## Material shown:
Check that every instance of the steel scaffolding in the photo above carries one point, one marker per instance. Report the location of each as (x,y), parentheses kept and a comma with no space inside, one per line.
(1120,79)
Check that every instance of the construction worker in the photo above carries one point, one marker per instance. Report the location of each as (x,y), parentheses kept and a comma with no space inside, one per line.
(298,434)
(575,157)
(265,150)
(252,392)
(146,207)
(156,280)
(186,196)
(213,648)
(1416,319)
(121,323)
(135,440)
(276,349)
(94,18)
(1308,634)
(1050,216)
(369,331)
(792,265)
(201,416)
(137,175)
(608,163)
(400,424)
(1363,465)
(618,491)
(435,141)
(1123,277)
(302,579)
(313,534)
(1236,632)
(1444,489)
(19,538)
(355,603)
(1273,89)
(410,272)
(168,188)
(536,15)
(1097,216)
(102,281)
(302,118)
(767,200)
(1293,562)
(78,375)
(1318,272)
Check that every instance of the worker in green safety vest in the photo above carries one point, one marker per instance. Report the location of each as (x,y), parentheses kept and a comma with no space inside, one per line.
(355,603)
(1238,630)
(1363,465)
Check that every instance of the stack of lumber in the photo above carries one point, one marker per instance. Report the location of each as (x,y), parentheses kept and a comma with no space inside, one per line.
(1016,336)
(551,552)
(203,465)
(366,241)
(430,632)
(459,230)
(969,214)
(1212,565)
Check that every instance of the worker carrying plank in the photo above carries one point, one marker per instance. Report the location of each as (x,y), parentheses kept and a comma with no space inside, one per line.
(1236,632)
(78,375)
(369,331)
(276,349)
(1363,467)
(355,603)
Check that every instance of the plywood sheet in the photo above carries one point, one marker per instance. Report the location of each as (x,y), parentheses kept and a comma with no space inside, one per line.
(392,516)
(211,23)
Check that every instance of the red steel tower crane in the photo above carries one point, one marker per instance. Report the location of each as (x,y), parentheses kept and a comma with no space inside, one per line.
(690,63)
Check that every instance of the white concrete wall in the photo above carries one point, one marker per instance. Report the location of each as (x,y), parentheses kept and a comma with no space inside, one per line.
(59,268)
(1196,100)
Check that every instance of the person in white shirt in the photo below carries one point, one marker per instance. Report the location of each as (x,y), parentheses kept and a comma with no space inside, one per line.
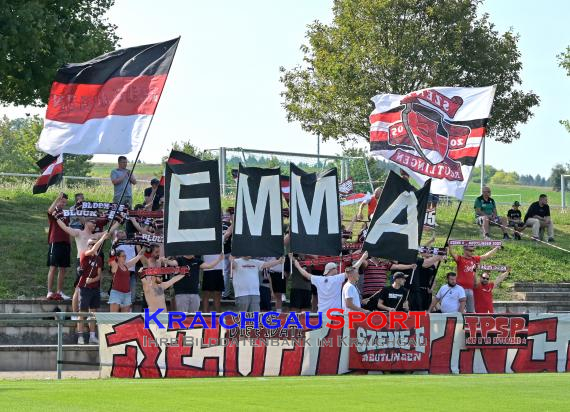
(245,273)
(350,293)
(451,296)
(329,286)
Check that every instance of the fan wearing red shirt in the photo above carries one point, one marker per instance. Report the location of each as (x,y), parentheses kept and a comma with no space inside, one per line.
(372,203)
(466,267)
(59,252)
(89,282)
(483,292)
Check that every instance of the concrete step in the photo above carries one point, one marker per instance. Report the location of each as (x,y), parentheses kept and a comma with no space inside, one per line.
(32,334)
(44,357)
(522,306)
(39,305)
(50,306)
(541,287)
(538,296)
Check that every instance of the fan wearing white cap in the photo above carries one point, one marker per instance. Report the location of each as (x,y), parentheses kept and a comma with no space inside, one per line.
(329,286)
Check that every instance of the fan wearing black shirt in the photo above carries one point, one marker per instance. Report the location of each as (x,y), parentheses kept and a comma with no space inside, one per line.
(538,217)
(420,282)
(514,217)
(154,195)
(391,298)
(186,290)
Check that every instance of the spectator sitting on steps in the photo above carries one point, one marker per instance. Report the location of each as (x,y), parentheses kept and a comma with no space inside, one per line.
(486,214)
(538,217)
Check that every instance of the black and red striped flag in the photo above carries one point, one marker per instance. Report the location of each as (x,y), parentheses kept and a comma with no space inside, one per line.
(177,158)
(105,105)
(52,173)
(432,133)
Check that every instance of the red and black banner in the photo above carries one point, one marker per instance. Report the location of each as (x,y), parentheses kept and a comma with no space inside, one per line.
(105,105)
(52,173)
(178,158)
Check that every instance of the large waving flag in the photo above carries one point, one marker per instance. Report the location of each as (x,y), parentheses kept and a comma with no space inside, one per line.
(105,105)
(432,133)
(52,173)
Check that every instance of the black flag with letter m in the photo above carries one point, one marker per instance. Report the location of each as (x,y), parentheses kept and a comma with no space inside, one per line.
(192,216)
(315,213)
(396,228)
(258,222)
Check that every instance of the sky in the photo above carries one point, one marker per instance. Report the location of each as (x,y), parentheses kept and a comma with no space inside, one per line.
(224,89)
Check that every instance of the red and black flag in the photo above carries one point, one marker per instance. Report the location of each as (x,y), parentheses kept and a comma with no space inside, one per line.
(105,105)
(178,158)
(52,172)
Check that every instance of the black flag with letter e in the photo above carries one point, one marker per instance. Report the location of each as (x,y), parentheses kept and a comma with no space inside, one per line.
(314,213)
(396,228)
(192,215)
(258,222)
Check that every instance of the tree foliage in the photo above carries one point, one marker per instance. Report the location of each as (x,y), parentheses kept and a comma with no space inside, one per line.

## Assigned task:
Apart from the pictures, the entries above are to be repeated in full and exactly.

## Task output:
Check that every instance of the steel scaffolding in the photo above carries one point, one marker per instance. Report the location of each as (x,y), parentheses kept and a comma with no space inside, one per line.
(1120,79)
Check that every instance of the construction worker in the photo above carries one point, one marker per instance. Report the location of each as (x,y), parentheses kept and a comma with no space inside, one per line.
(298,434)
(575,157)
(265,150)
(252,392)
(146,207)
(156,280)
(186,196)
(213,648)
(1416,319)
(121,323)
(135,440)
(276,349)
(94,18)
(1308,634)
(1050,216)
(369,331)
(792,265)
(201,416)
(137,175)
(608,163)
(400,424)
(1363,465)
(618,491)
(435,141)
(1123,277)
(302,579)
(313,534)
(1236,632)
(1444,489)
(19,538)
(355,603)
(1273,89)
(410,272)
(168,188)
(536,15)
(1097,216)
(102,281)
(302,118)
(767,200)
(1293,562)
(78,375)
(1318,272)
Check that every instance of the worker in green safety vest in the photo above carries one point, one marker per instance. Report the location of each as (x,y), parentheses kept and a comma with no space inside, one per line.
(355,603)
(1238,630)
(1363,465)
Check that every instance of the stack of lumber in the photo above carries one point, one marker per instance. Report the location of each as (x,y), parentheses kept and a comma with no space inside, one per line.
(1016,336)
(551,552)
(203,465)
(366,241)
(430,632)
(459,230)
(969,214)
(1212,565)
Check that every instance of the worker carrying plank in the photo above carries one point, one marker per instance. Report the location of each as (x,y), parentheses kept and a comma with no space inside, one per line.
(1236,632)
(78,375)
(369,331)
(276,349)
(1363,467)
(355,603)
Check that every instance of the plywood sheet in the photo above carries one point, one marker per instance. Report the location of each as (x,y), parentheses kept and a comma with no space inside, one per line.
(392,516)
(211,23)
Check that every instance of the red steel tower crane in the photo above carries one point, one marker per instance. Report the location of each as (x,y), parentheses kept and a comma with no space inside, one per line.
(690,63)
Check that every instance of the white concrete wall in the photo above carries one point, one marker per instance. Report the location of each as (x,y), parentheses kept and a comma with no space inside, one per line.
(59,268)
(1196,100)
Check that every instance of the person in white shirt in the photo below carries one point, one marker per instance. Report the location of each as (x,y), parentheses kept and a comma with no space inside, one per line.
(245,273)
(350,293)
(451,296)
(329,286)
Check that every instance of the fan wearing red shirt in the photo above carries one point, one marker per instance. Report the location of each as (x,y), parentheses kept and a comma with no space inside, one per line.
(372,203)
(466,267)
(59,252)
(89,282)
(483,292)
Check that every instance of the concrete step in the photo above carries one point, one marker per instance. Report the location of each as (x,y), parentheses kept and a comma with no space inside, one per line.
(32,334)
(44,357)
(522,306)
(39,305)
(50,306)
(541,287)
(538,296)
Check that every instance of the fan wearing white cap in the photo above carries one point, one marker per instance. Report the location of each as (x,y), parentheses kept and a comma with no space inside, one per line.
(329,286)
Check that every instance of the fan wearing black shirt in the photo above carries one point, one marker per instance. Report the location of each as (x,y), parentheses kept and a comma with no space inside, one per line.
(538,217)
(420,282)
(514,217)
(154,195)
(391,298)
(186,290)
Check that every instance of the spectator sitting on steps in the photo above carries one point, one marker per instance. Report the location of each as (x,y), parentheses kept and a comma with no space inside, one per line.
(486,214)
(538,217)
Check that every instance of the black and red striped flag in the photo above carries one point, one marker per instance. Report the location of each as (x,y), parentheses kept and a comma with no space inside, one per line.
(177,158)
(105,105)
(52,173)
(432,133)
Check that every instance of the red and black banner in the photo above carries one point, one marker per instance. Report the location of each as (x,y), parentheses kept and a comma with no space inside, one per line.
(105,105)
(52,173)
(178,158)
Check that every instance of the large waving flag in the photo above carries one point, one marker per instance. Report the location of each as (x,y), parentheses kept and a comma with no space inside, one per line.
(105,105)
(432,133)
(52,173)
Check that every instance of the black flag with letter m in the photo above carries one point, one marker per instance. Report the location of each as (x,y), parentheses kept and a comma with no space inside, one per line.
(192,216)
(315,213)
(396,228)
(258,222)
Check that every instance of the sky in the photo above carries one point, one marker per instance. Report the location of each as (x,y), parentheses kept and a comma with no space inside, one per line.
(224,89)
Check that every instance of the red and black flag in the photo above carries one point, one marker per instance. Report the location of each as (x,y), parentheses kept and a comma with no space inside, one per line.
(105,105)
(178,158)
(52,172)
Check that every instance of the black flag with letter e in the photo above carries one point, one marker per instance. Report the location of each as (x,y), parentheses kept and a comma with no space inside, one per line.
(314,213)
(396,228)
(192,215)
(258,222)
Check that every instance of the tree foliage in the photo above carries one point, one marker per instance. Report the location of each as (x,y), parentheses kept and a comma with no space inside, one per line.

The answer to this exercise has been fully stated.